WORK TO DO - Rewrite the rows from the line with "[mask] outline blue swimming pool" up to and including the line with "[[[91,163],[136,163],[143,160],[142,156],[95,156],[91,158]]]", replacing "swimming pool" with "lap pool" and leaving everything else unchanged.

INPUT MATERIAL -
────────────────────

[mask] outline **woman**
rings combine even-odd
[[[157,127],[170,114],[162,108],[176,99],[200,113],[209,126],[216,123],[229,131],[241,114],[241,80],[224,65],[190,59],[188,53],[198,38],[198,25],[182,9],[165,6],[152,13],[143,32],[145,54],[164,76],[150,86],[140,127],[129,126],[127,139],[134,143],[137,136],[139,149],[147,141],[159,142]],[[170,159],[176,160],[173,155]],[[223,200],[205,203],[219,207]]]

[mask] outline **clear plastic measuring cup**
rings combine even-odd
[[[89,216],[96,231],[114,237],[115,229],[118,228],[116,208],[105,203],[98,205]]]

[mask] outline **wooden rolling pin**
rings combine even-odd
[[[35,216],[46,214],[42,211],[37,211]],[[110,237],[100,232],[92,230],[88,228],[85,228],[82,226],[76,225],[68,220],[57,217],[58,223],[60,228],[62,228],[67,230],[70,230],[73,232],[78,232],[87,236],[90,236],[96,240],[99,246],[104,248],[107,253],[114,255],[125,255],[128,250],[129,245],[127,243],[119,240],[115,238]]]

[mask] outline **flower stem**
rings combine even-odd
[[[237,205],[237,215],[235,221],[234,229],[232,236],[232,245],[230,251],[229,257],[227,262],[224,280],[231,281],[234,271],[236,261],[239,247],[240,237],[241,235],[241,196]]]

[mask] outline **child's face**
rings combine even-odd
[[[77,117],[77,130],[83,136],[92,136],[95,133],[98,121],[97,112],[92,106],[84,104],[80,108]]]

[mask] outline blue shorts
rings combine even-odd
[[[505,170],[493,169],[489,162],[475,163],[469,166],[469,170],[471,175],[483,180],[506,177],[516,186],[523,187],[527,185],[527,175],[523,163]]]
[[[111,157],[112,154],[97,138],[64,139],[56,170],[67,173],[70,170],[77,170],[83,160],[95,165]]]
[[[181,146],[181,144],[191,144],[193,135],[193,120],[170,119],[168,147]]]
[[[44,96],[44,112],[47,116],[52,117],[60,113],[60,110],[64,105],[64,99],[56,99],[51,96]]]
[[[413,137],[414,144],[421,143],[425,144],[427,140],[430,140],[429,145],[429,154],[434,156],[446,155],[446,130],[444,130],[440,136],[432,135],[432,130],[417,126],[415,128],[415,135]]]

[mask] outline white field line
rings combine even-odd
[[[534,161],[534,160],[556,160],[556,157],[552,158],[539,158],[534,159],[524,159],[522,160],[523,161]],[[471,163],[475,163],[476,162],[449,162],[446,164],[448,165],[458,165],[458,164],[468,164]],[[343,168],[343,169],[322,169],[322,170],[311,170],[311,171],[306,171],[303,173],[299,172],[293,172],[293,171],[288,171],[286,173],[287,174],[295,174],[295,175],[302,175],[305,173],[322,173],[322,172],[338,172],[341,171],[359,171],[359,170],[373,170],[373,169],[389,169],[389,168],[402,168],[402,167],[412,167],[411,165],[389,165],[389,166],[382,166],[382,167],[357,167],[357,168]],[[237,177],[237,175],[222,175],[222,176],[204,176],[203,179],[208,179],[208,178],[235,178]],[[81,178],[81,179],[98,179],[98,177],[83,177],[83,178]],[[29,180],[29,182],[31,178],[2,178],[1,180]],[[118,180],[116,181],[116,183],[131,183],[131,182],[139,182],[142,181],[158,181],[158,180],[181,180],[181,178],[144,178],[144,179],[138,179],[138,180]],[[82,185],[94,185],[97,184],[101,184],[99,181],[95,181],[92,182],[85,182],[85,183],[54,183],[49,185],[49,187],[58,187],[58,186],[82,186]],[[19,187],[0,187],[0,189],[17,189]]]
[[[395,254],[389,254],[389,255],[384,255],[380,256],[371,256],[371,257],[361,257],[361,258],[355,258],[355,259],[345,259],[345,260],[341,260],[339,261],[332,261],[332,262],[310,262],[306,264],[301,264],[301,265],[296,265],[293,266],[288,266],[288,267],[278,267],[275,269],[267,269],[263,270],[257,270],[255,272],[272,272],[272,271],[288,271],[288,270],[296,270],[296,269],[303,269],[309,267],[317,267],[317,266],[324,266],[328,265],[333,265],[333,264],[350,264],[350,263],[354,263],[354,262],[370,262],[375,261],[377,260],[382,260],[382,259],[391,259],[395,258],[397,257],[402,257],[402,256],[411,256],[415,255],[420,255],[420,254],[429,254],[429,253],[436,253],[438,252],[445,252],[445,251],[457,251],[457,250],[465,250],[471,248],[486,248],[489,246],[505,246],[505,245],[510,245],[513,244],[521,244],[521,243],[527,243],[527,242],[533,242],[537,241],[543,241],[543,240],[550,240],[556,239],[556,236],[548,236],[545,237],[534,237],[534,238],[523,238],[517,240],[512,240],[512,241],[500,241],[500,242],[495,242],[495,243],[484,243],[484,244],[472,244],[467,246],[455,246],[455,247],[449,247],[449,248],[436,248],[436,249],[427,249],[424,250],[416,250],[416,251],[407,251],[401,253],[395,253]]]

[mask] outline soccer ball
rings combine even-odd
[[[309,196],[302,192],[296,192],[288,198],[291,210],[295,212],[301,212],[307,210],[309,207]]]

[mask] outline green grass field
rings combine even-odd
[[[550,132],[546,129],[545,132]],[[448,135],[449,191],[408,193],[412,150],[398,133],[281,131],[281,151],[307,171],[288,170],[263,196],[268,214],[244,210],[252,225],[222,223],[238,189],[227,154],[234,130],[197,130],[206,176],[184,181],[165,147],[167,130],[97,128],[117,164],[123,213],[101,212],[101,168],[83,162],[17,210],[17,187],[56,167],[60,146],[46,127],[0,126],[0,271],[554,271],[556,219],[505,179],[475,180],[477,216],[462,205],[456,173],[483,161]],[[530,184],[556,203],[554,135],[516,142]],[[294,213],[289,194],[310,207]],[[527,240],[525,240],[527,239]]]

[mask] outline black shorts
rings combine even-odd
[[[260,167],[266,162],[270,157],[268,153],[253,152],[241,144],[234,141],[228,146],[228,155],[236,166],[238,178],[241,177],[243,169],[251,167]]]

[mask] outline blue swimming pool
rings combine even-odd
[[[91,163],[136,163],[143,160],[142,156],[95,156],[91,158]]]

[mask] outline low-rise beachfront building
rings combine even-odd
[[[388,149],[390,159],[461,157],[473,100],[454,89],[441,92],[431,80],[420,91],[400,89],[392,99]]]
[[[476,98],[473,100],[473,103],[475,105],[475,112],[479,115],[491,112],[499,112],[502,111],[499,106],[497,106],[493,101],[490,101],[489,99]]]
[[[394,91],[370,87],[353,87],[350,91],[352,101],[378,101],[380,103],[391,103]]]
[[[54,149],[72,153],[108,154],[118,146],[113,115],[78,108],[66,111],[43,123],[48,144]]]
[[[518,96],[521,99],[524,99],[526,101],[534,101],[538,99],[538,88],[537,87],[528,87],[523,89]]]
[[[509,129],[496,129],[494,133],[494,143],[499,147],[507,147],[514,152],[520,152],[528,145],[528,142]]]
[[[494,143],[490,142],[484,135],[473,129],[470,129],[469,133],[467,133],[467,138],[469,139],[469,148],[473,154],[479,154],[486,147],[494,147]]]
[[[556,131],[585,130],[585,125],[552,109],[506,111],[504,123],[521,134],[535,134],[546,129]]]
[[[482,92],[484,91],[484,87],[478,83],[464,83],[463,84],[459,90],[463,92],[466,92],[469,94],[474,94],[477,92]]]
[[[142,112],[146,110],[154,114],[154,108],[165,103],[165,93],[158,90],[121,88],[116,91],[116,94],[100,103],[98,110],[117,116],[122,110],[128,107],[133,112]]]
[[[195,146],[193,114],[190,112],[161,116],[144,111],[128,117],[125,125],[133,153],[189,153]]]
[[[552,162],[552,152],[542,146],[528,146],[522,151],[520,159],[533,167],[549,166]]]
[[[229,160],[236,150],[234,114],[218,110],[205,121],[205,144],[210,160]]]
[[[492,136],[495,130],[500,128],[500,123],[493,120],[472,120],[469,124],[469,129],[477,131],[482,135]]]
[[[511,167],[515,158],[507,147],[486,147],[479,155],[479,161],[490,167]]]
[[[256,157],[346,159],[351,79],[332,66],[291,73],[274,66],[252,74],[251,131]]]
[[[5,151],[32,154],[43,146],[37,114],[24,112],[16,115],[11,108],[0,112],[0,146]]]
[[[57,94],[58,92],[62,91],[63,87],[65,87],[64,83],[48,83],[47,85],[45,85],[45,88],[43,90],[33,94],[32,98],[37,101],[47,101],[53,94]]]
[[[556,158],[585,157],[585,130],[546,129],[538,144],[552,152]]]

────────────────────

THE RESULT -
[mask] outline blue lap pool
rings combine even-odd
[[[91,163],[136,163],[143,160],[142,156],[95,156],[91,158]]]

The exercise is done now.